*** Opening of READING PASSAGE ***

Campbell Bradley L., the President and CEO of Amicus Therapeutics, completed a sale of 75,000 shares on January 20, 2026, generating approximately $1.07 million. Alongside this, he exercised options to acquire an equal number of shares. This insider activity coincides with a strong market performance for Amicus shares and the announcement of an all-cash acquisition by BioMarin Pharmaceutical valued at $4.8 billion. The company's improving financial results and the pending merger have influenced analyst ratings and highlight strategic shifts within the biopharmaceutical sector.
Key Points
- Amicus Therapeutics CEO Campbell Bradley L. sold 75,000 shares worth approximately $1.07 million and exercised options to acquire an additional 75,000 shares at $6.10 each, increasing his stake to over 1 million shares.
- Amicus’s stock has surged 126% over the past six months, trading close to its 52-week high amid improving financial results and strong sales of key products Galafold and Pombiliti/Opfolda.
- BioMarin Pharmaceutical announced a pending acquisition of Amicus Therapeutics for $4.8 billion in cash, expected to close in Q2 2026, marking a strategic expansion in rare disease therapies.
Concurrently, Campbell exercised options to acquire an additional 75,000 shares at a markedly lower strike price of $6.10 per share, resulting in a total investment of $457,500. Following these maneuvers, his direct ownership in Amicus Therapeutics amounts to 1,021,180 shares.
Despite Amicus Therapeutics not reporting profitability over the past twelve months, projections from InvestingPro suggest the company is slated to achieve profitability within the current year, bolstered by robust gross profit margins nearing 90%. More extensive analysis is available in the Pro Research Report, which profiles over 1,400 United States equities.

*** Close of READING PASSAGE ***

__EXERCISE TASKS__.
a - List each distinct dollar amount that appears in the article about the Amicus Therapeutics CEO's share sale.
b - According to the article, when is BioMarin's acquisition of Amicus Therapeutics expected to close?
The lines below come from a separate source.

*** Opening of EXTRACTED ENTRIES ***

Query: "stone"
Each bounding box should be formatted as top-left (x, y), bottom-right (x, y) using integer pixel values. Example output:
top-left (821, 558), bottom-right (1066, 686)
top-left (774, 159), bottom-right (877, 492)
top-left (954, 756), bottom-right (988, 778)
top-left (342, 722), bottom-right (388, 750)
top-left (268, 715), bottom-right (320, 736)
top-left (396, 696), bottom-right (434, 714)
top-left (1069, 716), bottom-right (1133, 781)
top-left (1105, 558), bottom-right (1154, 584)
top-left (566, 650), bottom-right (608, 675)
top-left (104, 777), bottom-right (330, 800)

*** Close of EXTRACTED ENTRIES ***

__RESULTS FOR EACH TASK__.
a -
$1.07 million
$4.8 billion
$6.10
$457,500

b - In Q2 2026.